- _Exercise_
For this task, copy the data that follows exactly, keeping every character.

- _Information supplied_
· · · · · · ·
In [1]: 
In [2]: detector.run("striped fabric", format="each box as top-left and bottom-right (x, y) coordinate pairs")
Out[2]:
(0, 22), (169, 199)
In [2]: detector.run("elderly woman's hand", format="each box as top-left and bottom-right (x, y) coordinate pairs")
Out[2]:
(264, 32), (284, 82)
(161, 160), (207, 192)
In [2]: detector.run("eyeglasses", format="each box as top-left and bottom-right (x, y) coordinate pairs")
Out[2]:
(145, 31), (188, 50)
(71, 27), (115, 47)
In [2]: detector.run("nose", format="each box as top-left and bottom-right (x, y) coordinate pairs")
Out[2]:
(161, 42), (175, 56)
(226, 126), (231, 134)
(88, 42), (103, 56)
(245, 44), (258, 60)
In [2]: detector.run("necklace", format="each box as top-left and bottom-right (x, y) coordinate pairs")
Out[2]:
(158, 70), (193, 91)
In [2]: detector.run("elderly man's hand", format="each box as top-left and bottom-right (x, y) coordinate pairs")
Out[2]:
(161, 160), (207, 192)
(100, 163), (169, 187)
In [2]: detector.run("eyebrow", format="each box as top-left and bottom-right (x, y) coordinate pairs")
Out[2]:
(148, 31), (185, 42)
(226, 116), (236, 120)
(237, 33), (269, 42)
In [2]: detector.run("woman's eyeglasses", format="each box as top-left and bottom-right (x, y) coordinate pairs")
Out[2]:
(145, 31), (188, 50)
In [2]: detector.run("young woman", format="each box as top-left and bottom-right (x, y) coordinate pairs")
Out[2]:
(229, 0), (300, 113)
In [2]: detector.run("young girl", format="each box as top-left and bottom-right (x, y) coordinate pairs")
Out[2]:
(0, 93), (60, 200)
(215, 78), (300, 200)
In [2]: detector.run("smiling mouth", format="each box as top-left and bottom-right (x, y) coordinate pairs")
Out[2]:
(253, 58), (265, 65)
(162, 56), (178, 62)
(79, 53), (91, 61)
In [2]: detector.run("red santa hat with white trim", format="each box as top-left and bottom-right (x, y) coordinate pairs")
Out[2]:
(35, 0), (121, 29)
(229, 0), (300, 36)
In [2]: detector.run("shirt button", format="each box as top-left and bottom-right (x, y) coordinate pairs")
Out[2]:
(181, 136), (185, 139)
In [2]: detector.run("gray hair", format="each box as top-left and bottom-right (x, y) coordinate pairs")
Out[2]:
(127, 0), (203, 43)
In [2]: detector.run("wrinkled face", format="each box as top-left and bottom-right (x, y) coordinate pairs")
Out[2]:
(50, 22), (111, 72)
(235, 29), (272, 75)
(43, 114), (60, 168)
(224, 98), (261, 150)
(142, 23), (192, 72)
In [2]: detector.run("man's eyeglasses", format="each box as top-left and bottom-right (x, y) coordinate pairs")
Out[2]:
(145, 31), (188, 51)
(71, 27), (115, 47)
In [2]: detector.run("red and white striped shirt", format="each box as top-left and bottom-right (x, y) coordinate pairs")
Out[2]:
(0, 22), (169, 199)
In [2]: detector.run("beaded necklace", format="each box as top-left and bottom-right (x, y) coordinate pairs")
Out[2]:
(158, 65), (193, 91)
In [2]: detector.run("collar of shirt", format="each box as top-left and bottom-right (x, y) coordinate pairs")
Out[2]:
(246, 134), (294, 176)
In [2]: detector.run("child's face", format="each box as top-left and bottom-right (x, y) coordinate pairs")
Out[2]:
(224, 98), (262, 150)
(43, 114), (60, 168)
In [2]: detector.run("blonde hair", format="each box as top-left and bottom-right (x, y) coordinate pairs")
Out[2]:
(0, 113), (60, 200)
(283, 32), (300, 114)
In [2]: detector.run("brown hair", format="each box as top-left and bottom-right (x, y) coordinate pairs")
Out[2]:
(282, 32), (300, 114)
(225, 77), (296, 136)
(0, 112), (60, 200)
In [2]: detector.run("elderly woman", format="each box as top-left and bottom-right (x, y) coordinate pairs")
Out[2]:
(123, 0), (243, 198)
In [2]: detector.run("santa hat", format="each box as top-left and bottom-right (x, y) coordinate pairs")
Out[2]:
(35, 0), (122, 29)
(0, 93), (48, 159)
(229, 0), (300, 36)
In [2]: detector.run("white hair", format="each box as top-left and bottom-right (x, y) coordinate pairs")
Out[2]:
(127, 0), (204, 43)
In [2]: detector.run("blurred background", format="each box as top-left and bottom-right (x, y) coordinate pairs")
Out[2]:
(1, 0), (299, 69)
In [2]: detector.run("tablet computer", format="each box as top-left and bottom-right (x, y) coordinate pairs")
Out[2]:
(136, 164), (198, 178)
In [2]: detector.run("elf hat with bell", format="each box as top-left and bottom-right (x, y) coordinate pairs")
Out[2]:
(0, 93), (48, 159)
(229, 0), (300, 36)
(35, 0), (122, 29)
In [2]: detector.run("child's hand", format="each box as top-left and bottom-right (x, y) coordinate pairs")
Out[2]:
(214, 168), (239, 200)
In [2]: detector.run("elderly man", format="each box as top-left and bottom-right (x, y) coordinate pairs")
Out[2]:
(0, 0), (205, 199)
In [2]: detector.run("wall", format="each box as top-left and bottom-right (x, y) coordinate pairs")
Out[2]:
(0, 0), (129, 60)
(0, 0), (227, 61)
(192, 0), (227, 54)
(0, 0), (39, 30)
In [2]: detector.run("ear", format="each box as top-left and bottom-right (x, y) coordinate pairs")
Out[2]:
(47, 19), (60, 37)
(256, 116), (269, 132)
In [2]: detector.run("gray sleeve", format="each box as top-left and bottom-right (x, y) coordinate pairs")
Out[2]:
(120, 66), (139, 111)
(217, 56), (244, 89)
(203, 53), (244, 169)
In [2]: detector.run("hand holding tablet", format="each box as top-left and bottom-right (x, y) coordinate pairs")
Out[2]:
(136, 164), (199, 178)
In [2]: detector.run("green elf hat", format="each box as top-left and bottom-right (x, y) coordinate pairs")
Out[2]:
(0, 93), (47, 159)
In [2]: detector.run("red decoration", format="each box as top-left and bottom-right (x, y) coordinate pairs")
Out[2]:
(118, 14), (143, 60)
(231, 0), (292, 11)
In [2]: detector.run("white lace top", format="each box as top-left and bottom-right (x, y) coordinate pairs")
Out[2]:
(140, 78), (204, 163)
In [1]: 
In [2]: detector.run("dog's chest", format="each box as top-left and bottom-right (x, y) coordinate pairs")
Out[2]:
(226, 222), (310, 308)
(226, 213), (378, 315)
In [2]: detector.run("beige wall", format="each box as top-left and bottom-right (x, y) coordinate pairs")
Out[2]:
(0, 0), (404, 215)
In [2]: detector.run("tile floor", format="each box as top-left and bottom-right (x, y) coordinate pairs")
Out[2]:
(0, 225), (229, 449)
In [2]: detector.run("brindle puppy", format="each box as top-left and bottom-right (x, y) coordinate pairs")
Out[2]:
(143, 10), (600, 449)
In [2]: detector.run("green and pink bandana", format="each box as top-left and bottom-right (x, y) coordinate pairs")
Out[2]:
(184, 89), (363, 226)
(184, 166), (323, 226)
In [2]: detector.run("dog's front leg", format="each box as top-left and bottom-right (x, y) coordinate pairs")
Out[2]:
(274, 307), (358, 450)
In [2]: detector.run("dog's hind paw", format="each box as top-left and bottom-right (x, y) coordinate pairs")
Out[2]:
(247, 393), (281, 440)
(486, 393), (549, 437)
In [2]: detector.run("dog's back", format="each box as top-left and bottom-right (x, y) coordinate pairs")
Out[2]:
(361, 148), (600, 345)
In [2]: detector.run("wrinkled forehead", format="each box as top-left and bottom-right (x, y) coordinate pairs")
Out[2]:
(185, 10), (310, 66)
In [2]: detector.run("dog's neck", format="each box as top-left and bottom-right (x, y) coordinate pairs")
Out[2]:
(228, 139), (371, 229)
· · · · · · ·
- _The answer_
In [1]: 
In [2]: detector.run("striped fabric", format="each box as top-left and bottom-right (x, y) coordinate pairs")
Out[2]:
(0, 22), (169, 199)
In [2]: detector.run("elderly woman's hand", format="each box as top-left and bottom-right (x, y) coordinate pairs")
Out[2]:
(264, 32), (284, 82)
(161, 160), (207, 192)
In [2]: detector.run("eyeglasses", format="each box as top-left and bottom-right (x, y) coordinate pairs")
Out[2]:
(145, 31), (188, 50)
(71, 27), (115, 47)
In [2]: detector.run("nose", format="each box as top-left and bottom-right (x, y) coordinate pairs")
Out[2]:
(161, 42), (175, 56)
(226, 126), (231, 134)
(88, 42), (103, 56)
(245, 44), (258, 60)
In [2]: detector.run("necklace", format="each box as top-left and bottom-right (x, y) coordinate pairs")
Out[2]:
(158, 70), (193, 91)
In [2]: detector.run("elderly man's hand", format="each box as top-left and bottom-right (x, y) coordinate pairs")
Out[2]:
(161, 160), (207, 192)
(100, 163), (169, 187)
In [2]: detector.run("eyebrow", format="each box as top-left and bottom-right (x, y) coordinate pairs")
Out[2]:
(148, 31), (185, 42)
(226, 116), (236, 120)
(237, 33), (269, 42)
In [2]: detector.run("woman's eyeglasses", format="each box as top-left and bottom-right (x, y) coordinate pairs")
Out[2]:
(145, 31), (188, 50)
In [2]: detector.run("young woman", format="each box as top-left and bottom-right (x, y) coordinate pairs")
Out[2]:
(229, 0), (300, 113)
In [2]: detector.run("young girl", format="each box as top-left and bottom-right (x, y) coordinate pairs")
Out[2]:
(0, 93), (60, 200)
(215, 78), (300, 200)
In [2]: detector.run("smiling mouth", format="each box as top-left and bottom-right (x, y) coordinate pairs")
Out[2]:
(253, 58), (265, 65)
(162, 56), (178, 62)
(79, 53), (91, 61)
In [2]: detector.run("red santa hat with white trim", format="each box as top-left and bottom-right (x, y) coordinate pairs")
Out[2]:
(35, 0), (121, 29)
(229, 0), (300, 36)
In [2]: detector.run("shirt button", format="each box as top-left and bottom-right (x, y) coordinate pairs")
Out[2]:
(181, 136), (185, 139)
In [2]: detector.run("gray hair", format="each box as top-left and bottom-right (x, y) coordinate pairs")
Out[2]:
(127, 0), (203, 43)
In [2]: detector.run("wrinkled face", format="each box as top-left and bottom-right (x, y) coordinate pairs")
Out[2]:
(50, 22), (111, 72)
(235, 29), (272, 75)
(43, 114), (60, 168)
(224, 98), (261, 150)
(142, 23), (192, 72)
In [2]: detector.run("man's eyeglasses", format="each box as top-left and bottom-right (x, y) coordinate pairs")
Out[2]:
(145, 31), (188, 51)
(71, 27), (115, 47)
In [2]: detector.run("red and white striped shirt", format="each box as top-left and bottom-right (x, y) coordinate pairs")
Out[2]:
(0, 22), (169, 199)
In [2]: detector.run("beaded necklace", format="each box as top-left and bottom-right (x, y) coordinate pairs")
Out[2]:
(158, 65), (193, 91)
In [2]: detector.run("collar of shirt", format="each box as top-left and bottom-right (x, y) coordinate pairs")
Out[2]:
(246, 134), (294, 176)
In [2]: detector.run("child's face", format="each box as top-left and bottom-right (x, y) coordinate pairs")
Out[2]:
(224, 98), (262, 150)
(43, 114), (60, 168)
In [2]: detector.run("blonde hair", format="each box as top-left and bottom-right (x, y) coordinate pairs")
Out[2]:
(0, 113), (60, 200)
(283, 32), (300, 114)
In [2]: detector.run("brown hair", format="each box as top-left and bottom-right (x, y) coordinate pairs")
Out[2]:
(282, 32), (300, 114)
(225, 77), (296, 136)
(0, 112), (60, 200)
In [2]: detector.run("elderly woman", format="each box as top-left and bottom-right (x, y) coordinate pairs")
Out[2]:
(123, 0), (243, 198)
In [2]: detector.run("santa hat", format="each box as top-left and bottom-right (x, y) coordinate pairs")
Out[2]:
(35, 0), (122, 29)
(0, 93), (48, 159)
(229, 0), (300, 36)
In [2]: detector.run("white hair", format="each box as top-left and bottom-right (x, y) coordinate pairs")
Out[2]:
(127, 0), (204, 43)
In [2]: detector.run("blurred background", format="each box as top-left and bottom-right (x, y) coordinate pairs")
Out[2]:
(1, 0), (299, 69)
In [2]: detector.run("tablet computer", format="each box as top-left and bottom-right (x, y) coordinate pairs")
Out[2]:
(136, 164), (198, 178)
In [2]: detector.run("elf hat with bell", format="each box as top-left and bottom-right (x, y) coordinate pairs")
Out[2]:
(0, 93), (48, 159)
(229, 0), (300, 36)
(35, 0), (122, 29)
In [2]: detector.run("child's hand", format="each box as top-left and bottom-right (x, y) coordinate pairs")
Out[2]:
(214, 168), (239, 200)
In [2]: detector.run("elderly man", format="each box as top-left and bottom-right (x, y) coordinate pairs")
Out[2]:
(0, 0), (205, 199)
In [2]: detector.run("wall", format="each box as top-left and bottom-right (x, y) coordinate pairs")
Out[2]:
(0, 0), (129, 60)
(0, 0), (227, 61)
(192, 0), (227, 54)
(0, 0), (39, 30)
In [2]: detector.run("ear", format="each box as top-left and bottom-right (x, y) coordinate pairs")
Out[2]:
(47, 19), (60, 37)
(256, 116), (269, 132)
In [2]: detector.run("gray sleeve", format="each box as top-left and bottom-right (x, y) coordinate pairs")
Out[2]:
(120, 66), (139, 111)
(217, 56), (244, 89)
(203, 53), (244, 169)
In [2]: detector.run("hand holding tablet", format="each box as top-left and bottom-right (x, y) coordinate pairs")
Out[2]:
(136, 164), (199, 178)
In [2]: detector.run("green elf hat", format="each box as top-left and bottom-right (x, y) coordinate pairs")
Out[2]:
(0, 93), (47, 159)
In [2]: detector.run("red decoration", format="each box as top-left and bottom-right (x, y) coordinate pairs")
Out[2]:
(118, 14), (143, 60)
(231, 0), (292, 11)
In [2]: detector.run("white lace top", format="each box as top-left and bottom-right (x, y) coordinate pairs")
Out[2]:
(140, 78), (204, 163)
In [1]: 
In [2]: detector.run("dog's chest", format="each box as top-left and bottom-right (x, y) coordinate pairs")
Out[2]:
(226, 222), (310, 308)
(226, 213), (378, 315)
In [2]: detector.run("beige wall", format="each box as top-left and bottom-right (x, y) coordinate pairs")
Out[2]:
(0, 0), (404, 215)
In [2]: detector.run("tile floor", format="each box as top-left and bottom-right (x, y) coordinate pairs")
Out[2]:
(0, 225), (229, 449)
In [2]: detector.run("brindle puppy", format="each box as top-left and bottom-right (x, y) coordinate pairs")
Out[2]:
(143, 10), (600, 449)
In [2]: detector.run("green and pink bandana", format="each box as top-left and bottom-right (x, y) coordinate pairs")
Out[2]:
(184, 89), (363, 226)
(184, 166), (323, 226)
In [2]: detector.run("dog's front leg", format="each box as top-left and bottom-right (x, y) coordinate pairs")
Out[2]:
(274, 307), (358, 450)
In [2]: detector.run("dog's hind paw", format="each box as top-left and bottom-right (x, y) coordinate pairs")
Out[2]:
(247, 393), (281, 440)
(486, 393), (549, 437)
In [2]: detector.run("dog's back", format="each box as top-left and bottom-right (x, y) coordinate pairs")
Out[2]:
(361, 148), (600, 345)
In [2]: detector.run("wrinkled forehead", format="each box as top-left and bottom-right (x, y) coordinate pairs")
Out[2]:
(185, 10), (310, 66)
In [2]: detector.run("dog's neck", format="each box as top-left and bottom-right (x, y) coordinate pairs")
Out[2]:
(228, 139), (371, 229)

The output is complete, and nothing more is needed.